Prompt >>
Below are the records; copy each line in them that holds the word "peach".
:: Supplied entries
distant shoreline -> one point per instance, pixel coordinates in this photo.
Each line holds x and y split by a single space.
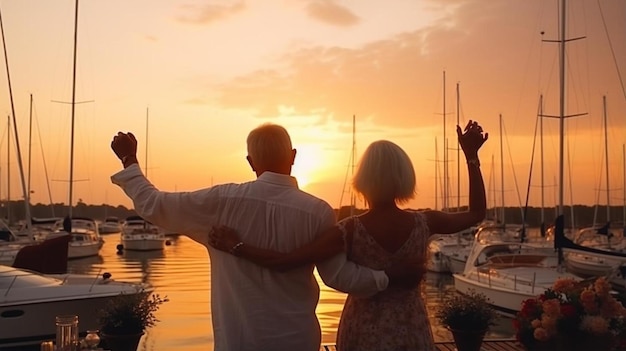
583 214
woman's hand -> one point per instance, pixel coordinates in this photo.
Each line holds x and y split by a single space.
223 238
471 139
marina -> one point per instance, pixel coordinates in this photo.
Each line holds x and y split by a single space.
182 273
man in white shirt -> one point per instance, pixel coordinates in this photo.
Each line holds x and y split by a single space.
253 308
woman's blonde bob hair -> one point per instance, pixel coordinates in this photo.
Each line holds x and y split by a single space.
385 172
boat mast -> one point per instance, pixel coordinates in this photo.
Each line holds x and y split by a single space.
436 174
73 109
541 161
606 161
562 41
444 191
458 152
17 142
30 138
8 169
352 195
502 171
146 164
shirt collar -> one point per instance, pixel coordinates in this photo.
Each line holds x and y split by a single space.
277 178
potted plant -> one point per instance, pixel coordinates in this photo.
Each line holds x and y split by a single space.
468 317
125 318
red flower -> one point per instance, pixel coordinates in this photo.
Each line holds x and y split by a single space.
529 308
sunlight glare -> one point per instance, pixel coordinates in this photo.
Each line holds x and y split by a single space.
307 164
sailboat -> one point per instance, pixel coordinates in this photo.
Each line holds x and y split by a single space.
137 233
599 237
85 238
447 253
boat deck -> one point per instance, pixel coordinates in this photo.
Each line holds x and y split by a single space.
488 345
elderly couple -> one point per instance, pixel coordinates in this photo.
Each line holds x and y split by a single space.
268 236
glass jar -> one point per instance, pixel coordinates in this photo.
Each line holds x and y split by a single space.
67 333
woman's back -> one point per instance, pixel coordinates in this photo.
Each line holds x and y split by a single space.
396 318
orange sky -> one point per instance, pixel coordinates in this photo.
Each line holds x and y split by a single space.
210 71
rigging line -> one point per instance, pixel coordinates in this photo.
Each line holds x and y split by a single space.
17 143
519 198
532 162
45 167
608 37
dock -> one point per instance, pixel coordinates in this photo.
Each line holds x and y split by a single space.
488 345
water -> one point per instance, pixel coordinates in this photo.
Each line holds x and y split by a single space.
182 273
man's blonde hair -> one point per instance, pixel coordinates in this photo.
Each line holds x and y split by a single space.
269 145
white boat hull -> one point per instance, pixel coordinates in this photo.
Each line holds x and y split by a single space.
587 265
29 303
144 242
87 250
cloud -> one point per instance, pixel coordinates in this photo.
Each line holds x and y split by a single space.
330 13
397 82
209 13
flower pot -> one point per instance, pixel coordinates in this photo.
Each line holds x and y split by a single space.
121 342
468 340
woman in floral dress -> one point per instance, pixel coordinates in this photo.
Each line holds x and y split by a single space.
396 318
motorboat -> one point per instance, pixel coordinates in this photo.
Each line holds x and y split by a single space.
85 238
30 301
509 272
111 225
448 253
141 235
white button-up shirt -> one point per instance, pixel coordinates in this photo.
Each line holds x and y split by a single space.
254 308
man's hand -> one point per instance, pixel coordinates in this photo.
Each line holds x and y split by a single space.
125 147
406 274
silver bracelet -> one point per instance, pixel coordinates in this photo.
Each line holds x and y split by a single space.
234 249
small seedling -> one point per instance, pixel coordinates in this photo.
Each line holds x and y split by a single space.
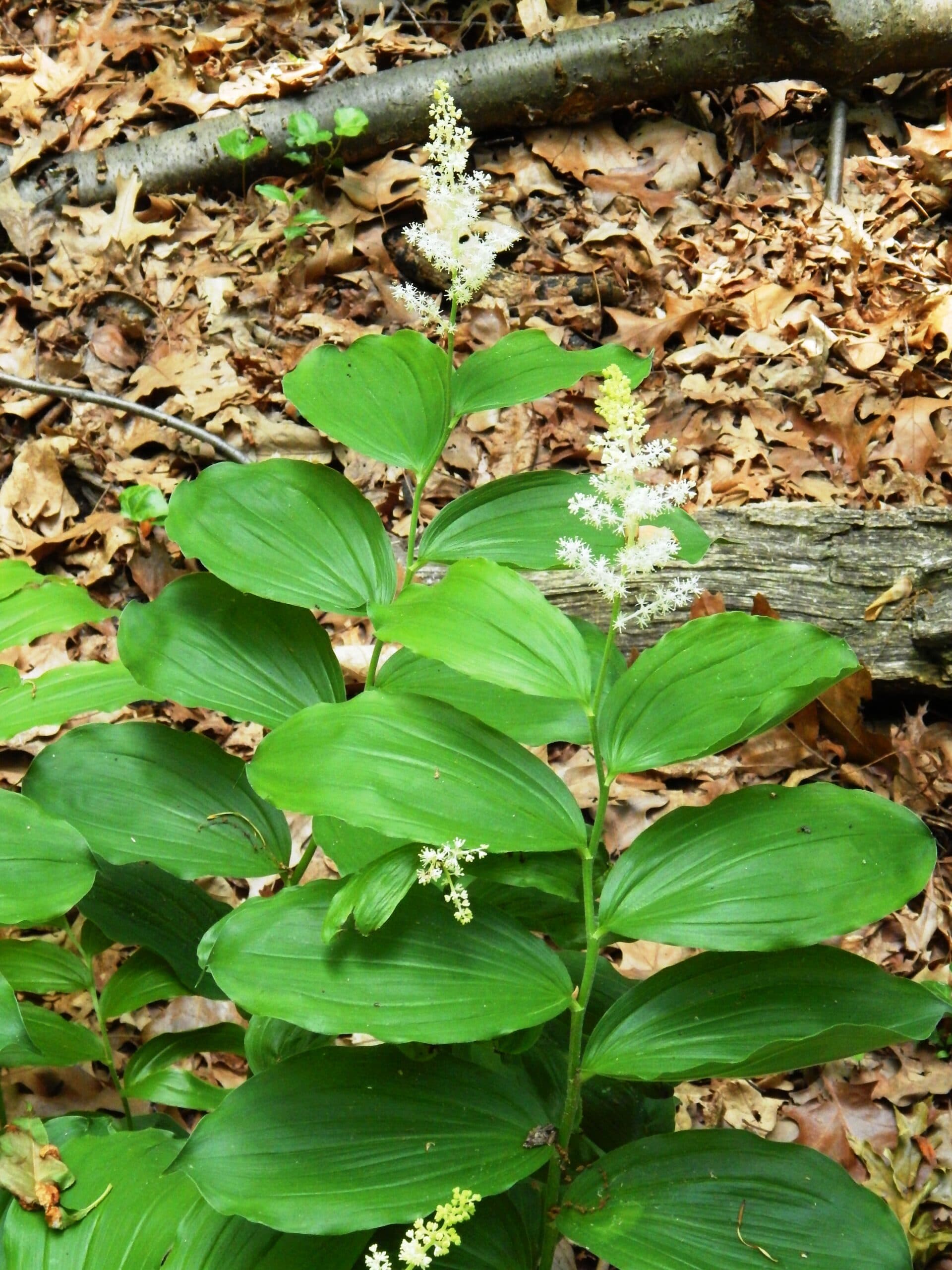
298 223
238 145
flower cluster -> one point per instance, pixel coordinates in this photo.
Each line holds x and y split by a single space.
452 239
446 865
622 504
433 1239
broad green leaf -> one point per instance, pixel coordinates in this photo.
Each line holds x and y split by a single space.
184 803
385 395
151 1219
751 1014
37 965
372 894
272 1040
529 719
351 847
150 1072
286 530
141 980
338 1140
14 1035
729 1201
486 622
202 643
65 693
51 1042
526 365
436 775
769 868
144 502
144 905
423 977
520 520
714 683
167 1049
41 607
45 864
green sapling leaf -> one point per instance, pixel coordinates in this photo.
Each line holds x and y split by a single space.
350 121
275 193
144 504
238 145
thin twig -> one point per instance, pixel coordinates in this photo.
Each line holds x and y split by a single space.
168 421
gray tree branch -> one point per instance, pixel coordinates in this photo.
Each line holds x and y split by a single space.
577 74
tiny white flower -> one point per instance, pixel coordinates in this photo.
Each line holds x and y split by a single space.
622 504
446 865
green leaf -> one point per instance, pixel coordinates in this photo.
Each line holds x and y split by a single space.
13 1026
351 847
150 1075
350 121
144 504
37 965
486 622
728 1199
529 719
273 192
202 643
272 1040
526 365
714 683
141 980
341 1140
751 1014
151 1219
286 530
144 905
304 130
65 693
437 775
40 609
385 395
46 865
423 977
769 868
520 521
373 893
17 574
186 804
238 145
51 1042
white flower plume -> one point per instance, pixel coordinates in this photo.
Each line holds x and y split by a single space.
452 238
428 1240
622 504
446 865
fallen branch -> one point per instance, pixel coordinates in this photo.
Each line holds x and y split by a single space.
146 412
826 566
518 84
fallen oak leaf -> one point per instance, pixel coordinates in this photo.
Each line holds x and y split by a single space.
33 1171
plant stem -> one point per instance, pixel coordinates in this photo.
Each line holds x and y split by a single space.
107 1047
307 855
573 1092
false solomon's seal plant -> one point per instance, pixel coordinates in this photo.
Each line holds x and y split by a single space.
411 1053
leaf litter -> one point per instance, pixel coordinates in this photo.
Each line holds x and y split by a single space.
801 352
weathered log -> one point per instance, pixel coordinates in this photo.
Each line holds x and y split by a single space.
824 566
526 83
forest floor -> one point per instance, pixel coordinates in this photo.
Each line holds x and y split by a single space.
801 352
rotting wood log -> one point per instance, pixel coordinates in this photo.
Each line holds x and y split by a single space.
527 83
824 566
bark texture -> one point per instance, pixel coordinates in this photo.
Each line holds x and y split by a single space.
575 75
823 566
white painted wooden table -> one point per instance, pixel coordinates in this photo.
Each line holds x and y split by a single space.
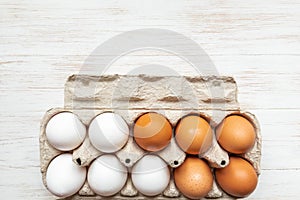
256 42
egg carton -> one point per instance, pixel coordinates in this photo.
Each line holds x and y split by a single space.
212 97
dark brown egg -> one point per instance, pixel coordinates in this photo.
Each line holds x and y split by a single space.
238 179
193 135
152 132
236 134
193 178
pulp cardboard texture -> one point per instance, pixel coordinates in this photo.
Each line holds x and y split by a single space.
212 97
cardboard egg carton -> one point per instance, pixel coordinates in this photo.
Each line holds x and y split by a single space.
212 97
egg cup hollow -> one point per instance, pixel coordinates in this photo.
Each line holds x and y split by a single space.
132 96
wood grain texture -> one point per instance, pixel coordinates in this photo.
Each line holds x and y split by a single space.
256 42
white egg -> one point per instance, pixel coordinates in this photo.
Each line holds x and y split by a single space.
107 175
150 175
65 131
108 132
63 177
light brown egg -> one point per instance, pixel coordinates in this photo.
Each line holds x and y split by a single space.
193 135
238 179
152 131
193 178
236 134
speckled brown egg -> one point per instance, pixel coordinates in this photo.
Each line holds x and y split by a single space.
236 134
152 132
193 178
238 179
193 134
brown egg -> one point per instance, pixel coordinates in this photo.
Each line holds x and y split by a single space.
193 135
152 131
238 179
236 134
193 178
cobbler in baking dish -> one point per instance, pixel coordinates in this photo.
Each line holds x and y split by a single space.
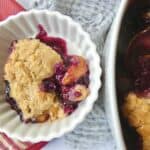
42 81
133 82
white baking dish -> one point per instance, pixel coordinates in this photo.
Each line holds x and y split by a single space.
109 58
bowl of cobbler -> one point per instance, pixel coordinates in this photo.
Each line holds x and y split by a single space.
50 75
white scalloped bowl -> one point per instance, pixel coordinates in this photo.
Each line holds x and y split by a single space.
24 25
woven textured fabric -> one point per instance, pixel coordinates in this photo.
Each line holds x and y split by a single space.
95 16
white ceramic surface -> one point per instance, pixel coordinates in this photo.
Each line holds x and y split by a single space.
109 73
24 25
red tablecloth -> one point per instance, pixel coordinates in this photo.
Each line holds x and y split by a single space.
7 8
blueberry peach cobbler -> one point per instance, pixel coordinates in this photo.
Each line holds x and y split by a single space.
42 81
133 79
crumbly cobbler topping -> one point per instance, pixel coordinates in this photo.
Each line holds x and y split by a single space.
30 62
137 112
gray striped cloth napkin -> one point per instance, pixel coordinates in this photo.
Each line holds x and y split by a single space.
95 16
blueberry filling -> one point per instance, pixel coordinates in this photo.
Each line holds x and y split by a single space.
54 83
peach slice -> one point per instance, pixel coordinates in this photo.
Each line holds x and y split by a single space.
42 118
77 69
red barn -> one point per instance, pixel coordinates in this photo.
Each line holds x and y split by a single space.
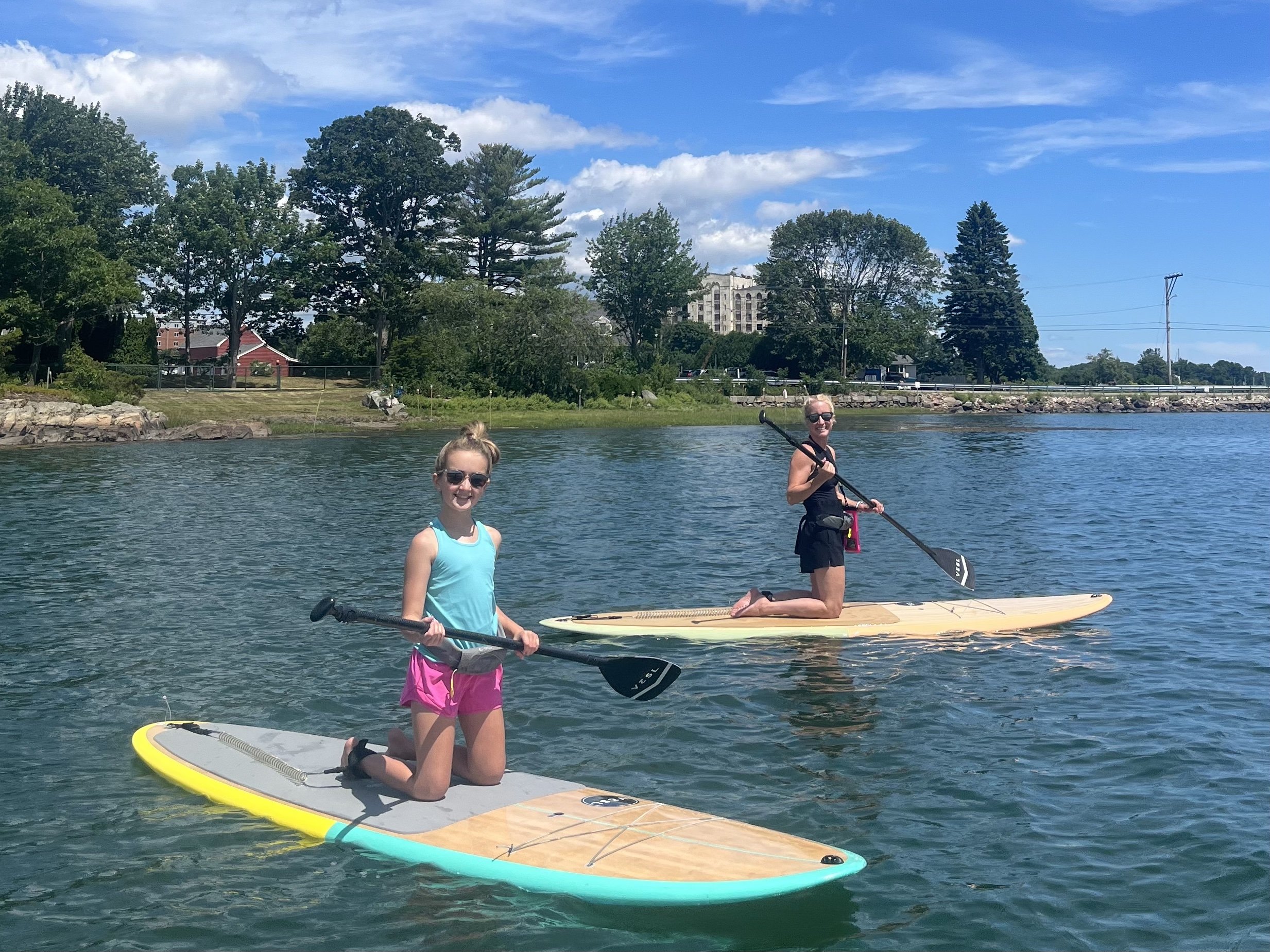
::::
Answer space >>
blueberry peach cobbler -> one point per instance, pixel coordinates in this photo.
peach slice -> one point per instance, pixel coordinates in this photo.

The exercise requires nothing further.